* **TEXT SEGMENT**
Distribution of a polymer chain between two interconnected spherical cavities

Chao Wang(王超)1,†, Ying-Cai Chen(陈英才)1, Shuang Zhang(张爽)2, Hang-Kai Qi(齐航凯)3, and Meng-Bo Luo(罗孟波)3,
1 Department of Physics, Taizhou University, Taizhou 318000, China
2 College of Science, Beibu Gulf University, Qinzhou 535011, China
3 Department of Physics, Zhejiang University, Hangzhou 310027, China
Abstract  

The equilibrium distribution of a polymer chain between two interconnected spherical cavities (a small one with radius Rs and a large one with radius Rl) is studied by using Monte Carlo simulation. A conformational transition from a double-cavity-occupation (DCO) state to a single-cavity-occupation (SCO) state is observed. The dependence of the critical radius of the small cavity (RsC) where the transition occurs on Rl and the polymer length N can be described by $ {R}_{{\rm{sC}}}\propto {N}^{1/3}{R}_{{\rm{l}}}^{1-1/3\nu } $ with ν being the Flory exponent, and meanwhile the equilibrium number (ms) of monomers in the small cavity for the DCO phase can be expressed as ms = N/((Rl/Rs)3 + 1), which can be quantitatively understood by using the blob picture. Moreover, in the SCO phase, the polymer is found to prefer staying in the large cavity.

Keywords:  polymer      phase transition      free energy      blob theory  
Received:  06 July 2020      Revised:  29 July 2020      Accepted manuscript online:  13 August 2020
PACS:  82.35.Jk (Copolymers, phase transitions, structure)  
  82.35.Lr (Physical properties of polymers)  
  82.20.Wt (Computational modeling; simulation)  
Corresponding Authors:  Corresponding author. E-mail: chaowang0606@126.com Corresponding author. E-mail: luomengbo@zju.edu.cn   
About author: 
†Corresponding author. E-mail: chaowang0606@126.com
‡Corresponding author. E-mail: luomengbo@zju.edu.cn
* Project supported by the Natural Science Foundation of Zhejiang Province, China (Grant No. LY20A040004) and the National Natural Science Foundation of China (Grant Nos. 11604232, 11674277, 11704210, and 11974305).

Cite this article: 

Chao Wang(王超)†, Ying-Cai Chen(陈英才), Shuang Zhang(张爽), Hang-Kai Qi(齐航凯), and Meng-Bo Luo(罗孟波)‡ Distribution of a polymer chain between two interconnected spherical cavities 2020 Chin. Phys. B 29 108201

Fig. 1.

* **PROBLEMS TO WORK ON**
[1] Rename "blob theory" as "scaling theory" and give the polymer-cavity text again, starting with "Keywords:  polymer      phase" and going on through "(Computational modeling; simulation)".
[2] In the polymer-cavity text, which cavity does the polymer prefer to stay in during the SCO phase?
[3] Summarize the polymer-cavity text in two sentences.
None of the material after this point is needed.

[Collected data entries]
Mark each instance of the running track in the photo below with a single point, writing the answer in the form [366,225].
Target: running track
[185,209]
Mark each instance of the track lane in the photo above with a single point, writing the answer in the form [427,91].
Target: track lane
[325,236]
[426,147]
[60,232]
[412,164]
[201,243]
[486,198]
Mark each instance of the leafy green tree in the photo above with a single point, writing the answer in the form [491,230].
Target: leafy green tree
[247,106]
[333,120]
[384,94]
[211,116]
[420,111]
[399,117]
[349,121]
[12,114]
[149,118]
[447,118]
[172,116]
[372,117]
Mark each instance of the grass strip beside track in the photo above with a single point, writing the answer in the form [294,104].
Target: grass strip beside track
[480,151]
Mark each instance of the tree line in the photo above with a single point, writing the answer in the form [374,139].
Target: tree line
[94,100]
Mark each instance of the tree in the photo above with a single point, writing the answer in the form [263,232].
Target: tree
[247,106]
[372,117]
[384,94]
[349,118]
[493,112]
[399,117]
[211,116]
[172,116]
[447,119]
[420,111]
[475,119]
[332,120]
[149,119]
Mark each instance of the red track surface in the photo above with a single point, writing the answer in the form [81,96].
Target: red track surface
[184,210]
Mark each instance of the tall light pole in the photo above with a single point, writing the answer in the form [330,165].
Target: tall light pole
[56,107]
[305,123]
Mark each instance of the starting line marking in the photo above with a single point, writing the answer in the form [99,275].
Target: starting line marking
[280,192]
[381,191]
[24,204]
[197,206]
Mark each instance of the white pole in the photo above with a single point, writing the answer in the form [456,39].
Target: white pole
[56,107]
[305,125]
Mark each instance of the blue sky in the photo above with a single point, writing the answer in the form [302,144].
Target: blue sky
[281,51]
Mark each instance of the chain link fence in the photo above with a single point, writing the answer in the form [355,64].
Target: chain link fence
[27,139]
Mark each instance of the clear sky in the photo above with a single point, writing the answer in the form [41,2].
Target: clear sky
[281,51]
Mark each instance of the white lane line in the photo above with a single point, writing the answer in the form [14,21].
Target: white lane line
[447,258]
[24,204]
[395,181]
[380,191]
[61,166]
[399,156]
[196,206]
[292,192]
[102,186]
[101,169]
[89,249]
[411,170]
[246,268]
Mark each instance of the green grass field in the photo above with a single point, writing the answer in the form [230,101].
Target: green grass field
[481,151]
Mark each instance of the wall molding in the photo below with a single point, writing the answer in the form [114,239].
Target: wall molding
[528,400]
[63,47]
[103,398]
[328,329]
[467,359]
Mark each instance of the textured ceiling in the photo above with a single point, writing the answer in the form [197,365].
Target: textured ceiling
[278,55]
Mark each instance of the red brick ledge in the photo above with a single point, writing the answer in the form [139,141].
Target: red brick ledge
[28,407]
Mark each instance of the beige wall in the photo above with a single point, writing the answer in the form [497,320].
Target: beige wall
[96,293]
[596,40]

* **SOLUTIONS IN ORDER**
[1]
Keywords:  polymer      phase transition      free energy      scaling theory  
Received:  06 July 2020      Revised:  29 July 2020      Accepted manuscript online:  13 August 2020
PACS:  82.35.Jk (Copolymers, phase transitions, structure)  
  82.35.Lr (Physical properties of polymers)  
  82.20.Wt (Computational modeling; simulation)

[2] The large cavity.

[3] Monte Carlo simulation of a polymer chain between two interconnected spherical cavities of different radii shows a transition from a state occupying both cavities to a state occupying only one. The critical radius of the small cavity and the number of monomers in it follow scaling relations that the blob picture explains, and in the single-cavity state the polymer prefers the large cavity.